_Job:_ Rewrite every line of the data below, replacing "bounding box" with "enclosing rectangle" and leaving everything else unchanged. Leave the pictures out of your answer.

_Data provided:_
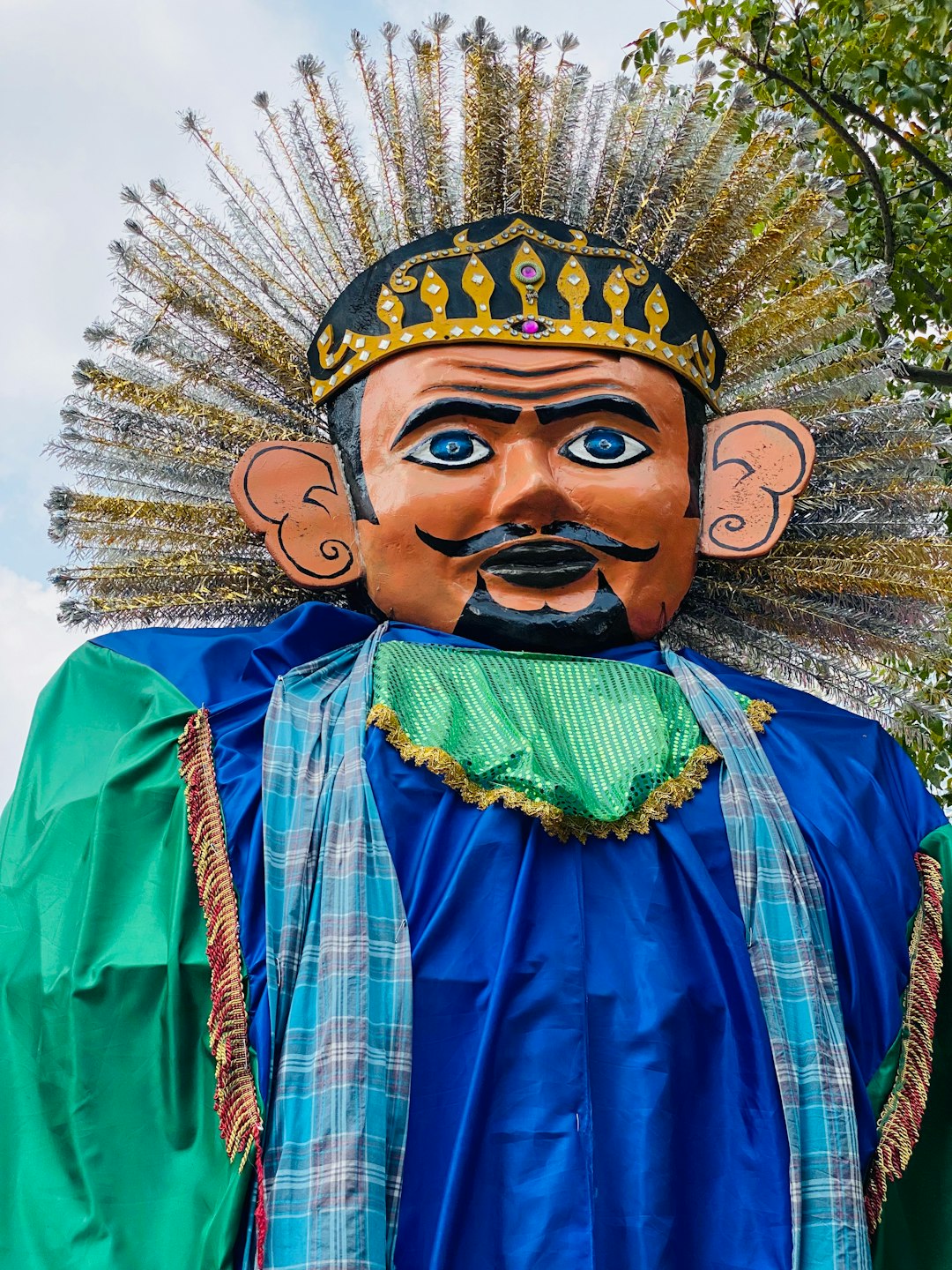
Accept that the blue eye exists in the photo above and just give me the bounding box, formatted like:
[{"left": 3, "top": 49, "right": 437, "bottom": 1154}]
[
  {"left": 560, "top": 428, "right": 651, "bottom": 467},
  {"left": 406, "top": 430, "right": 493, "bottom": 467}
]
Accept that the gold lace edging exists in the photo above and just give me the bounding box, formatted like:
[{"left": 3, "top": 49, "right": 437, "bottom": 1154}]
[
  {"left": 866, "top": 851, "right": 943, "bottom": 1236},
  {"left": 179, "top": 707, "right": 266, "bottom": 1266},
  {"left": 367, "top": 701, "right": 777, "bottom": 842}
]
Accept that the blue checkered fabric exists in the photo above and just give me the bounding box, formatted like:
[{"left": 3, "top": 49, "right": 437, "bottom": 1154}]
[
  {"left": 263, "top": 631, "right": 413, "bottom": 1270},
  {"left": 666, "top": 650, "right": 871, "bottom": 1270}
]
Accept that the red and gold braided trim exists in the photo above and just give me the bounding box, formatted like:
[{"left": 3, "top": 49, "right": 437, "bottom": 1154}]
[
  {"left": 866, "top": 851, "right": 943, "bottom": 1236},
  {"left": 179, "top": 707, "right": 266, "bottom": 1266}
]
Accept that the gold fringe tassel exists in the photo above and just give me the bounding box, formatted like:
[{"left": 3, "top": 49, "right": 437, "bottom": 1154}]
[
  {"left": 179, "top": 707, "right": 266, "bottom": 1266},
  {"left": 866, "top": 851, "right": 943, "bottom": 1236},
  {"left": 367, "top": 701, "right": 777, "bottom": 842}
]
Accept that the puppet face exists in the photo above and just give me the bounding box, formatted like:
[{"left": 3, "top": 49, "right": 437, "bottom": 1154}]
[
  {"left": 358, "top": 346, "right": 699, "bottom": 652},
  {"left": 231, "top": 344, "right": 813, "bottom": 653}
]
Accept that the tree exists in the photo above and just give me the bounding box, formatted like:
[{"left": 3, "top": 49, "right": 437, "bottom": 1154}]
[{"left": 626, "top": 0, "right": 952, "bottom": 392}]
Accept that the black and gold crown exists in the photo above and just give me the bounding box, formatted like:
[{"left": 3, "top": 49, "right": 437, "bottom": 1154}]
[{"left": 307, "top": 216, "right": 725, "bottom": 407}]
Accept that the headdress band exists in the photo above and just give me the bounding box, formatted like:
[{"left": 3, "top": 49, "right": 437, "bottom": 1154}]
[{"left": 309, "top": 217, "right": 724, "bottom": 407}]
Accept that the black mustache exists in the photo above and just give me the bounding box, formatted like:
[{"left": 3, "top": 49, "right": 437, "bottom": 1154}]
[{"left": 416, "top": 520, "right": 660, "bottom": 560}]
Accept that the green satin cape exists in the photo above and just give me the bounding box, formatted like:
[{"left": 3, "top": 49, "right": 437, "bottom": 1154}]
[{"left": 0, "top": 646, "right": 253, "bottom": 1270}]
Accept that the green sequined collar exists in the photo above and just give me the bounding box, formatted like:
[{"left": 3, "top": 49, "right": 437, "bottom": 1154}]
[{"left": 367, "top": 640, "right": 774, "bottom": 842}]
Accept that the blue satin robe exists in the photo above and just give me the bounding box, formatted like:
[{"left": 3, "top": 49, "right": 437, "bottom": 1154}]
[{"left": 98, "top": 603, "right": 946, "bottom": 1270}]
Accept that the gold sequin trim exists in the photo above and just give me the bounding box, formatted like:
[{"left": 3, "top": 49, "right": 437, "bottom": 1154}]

_Full response:_
Accept that the blue eye exists in the photo above and just give me the enclosing rectangle, formatted like:
[{"left": 3, "top": 49, "right": 437, "bottom": 1154}]
[
  {"left": 560, "top": 428, "right": 651, "bottom": 467},
  {"left": 406, "top": 430, "right": 493, "bottom": 467}
]
Accept that the gold lace edging exists in the photo above and just give me the enclosing rectangle, formatted like:
[{"left": 3, "top": 49, "right": 437, "bottom": 1154}]
[
  {"left": 866, "top": 851, "right": 943, "bottom": 1236},
  {"left": 179, "top": 707, "right": 266, "bottom": 1266},
  {"left": 367, "top": 701, "right": 777, "bottom": 842}
]
Accept that the blue checkered fabric exists in the photo above and just give me the enclosing rectangle, formatted like:
[{"left": 3, "top": 49, "right": 437, "bottom": 1154}]
[
  {"left": 263, "top": 631, "right": 413, "bottom": 1270},
  {"left": 666, "top": 650, "right": 871, "bottom": 1270}
]
Accept that the red and gold braided trim exists in the photo above and just give me the enclosing rectangle, formatted like:
[{"left": 3, "top": 49, "right": 437, "bottom": 1154}]
[
  {"left": 866, "top": 851, "right": 943, "bottom": 1236},
  {"left": 179, "top": 707, "right": 266, "bottom": 1266}
]
Accept that the gold fringe tassel exists in the photo above and just give me the enclosing rectangle, formatted like:
[{"left": 3, "top": 49, "right": 437, "bottom": 1154}]
[
  {"left": 179, "top": 707, "right": 266, "bottom": 1266},
  {"left": 866, "top": 851, "right": 943, "bottom": 1236},
  {"left": 367, "top": 701, "right": 777, "bottom": 842}
]
Accept that the puppet face exists in the photo above and just give me the enclosing rectangle, formatted like:
[{"left": 3, "top": 49, "right": 437, "bottom": 1154}]
[
  {"left": 358, "top": 346, "right": 699, "bottom": 652},
  {"left": 231, "top": 344, "right": 813, "bottom": 653}
]
Accept that the tree exists in the photo above and just give me the enclosing rectangle, formatted like:
[{"left": 3, "top": 49, "right": 437, "bottom": 1154}]
[{"left": 626, "top": 0, "right": 952, "bottom": 392}]
Accept that the black and gold crown exists in the photo above and just give me the enclosing rectangle, formatted like:
[{"left": 3, "top": 49, "right": 437, "bottom": 1154}]
[{"left": 307, "top": 216, "right": 725, "bottom": 407}]
Accept that the headdress band exists in the photo above and just give me the enclosing rectangle, formatted like:
[{"left": 3, "top": 49, "right": 437, "bottom": 1154}]
[{"left": 309, "top": 217, "right": 724, "bottom": 407}]
Accept that the black mustache exists in the photo above and just give me the enclosing rectangle, formatted like:
[{"left": 3, "top": 49, "right": 437, "bottom": 1154}]
[{"left": 416, "top": 520, "right": 660, "bottom": 560}]
Accept that the green satin cape exists in the photo above and just give me the enclosing rectangle, formatted like:
[{"left": 3, "top": 49, "right": 437, "bottom": 1154}]
[{"left": 0, "top": 646, "right": 253, "bottom": 1270}]
Accept that the green sequined collar exists in the photo above and just give me the enclosing rectangle, formatted like:
[{"left": 3, "top": 49, "right": 437, "bottom": 1154}]
[{"left": 367, "top": 640, "right": 774, "bottom": 842}]
Accept that the blue satin robe exists in the photo above and just give me the enclosing rectangle, formatted like:
[{"left": 3, "top": 49, "right": 437, "bottom": 1154}]
[{"left": 98, "top": 603, "right": 946, "bottom": 1270}]
Accept that the gold sequin trim exists in the photo above and just give me the enclosing rectangle, formatted like:
[{"left": 3, "top": 49, "right": 437, "bottom": 1154}]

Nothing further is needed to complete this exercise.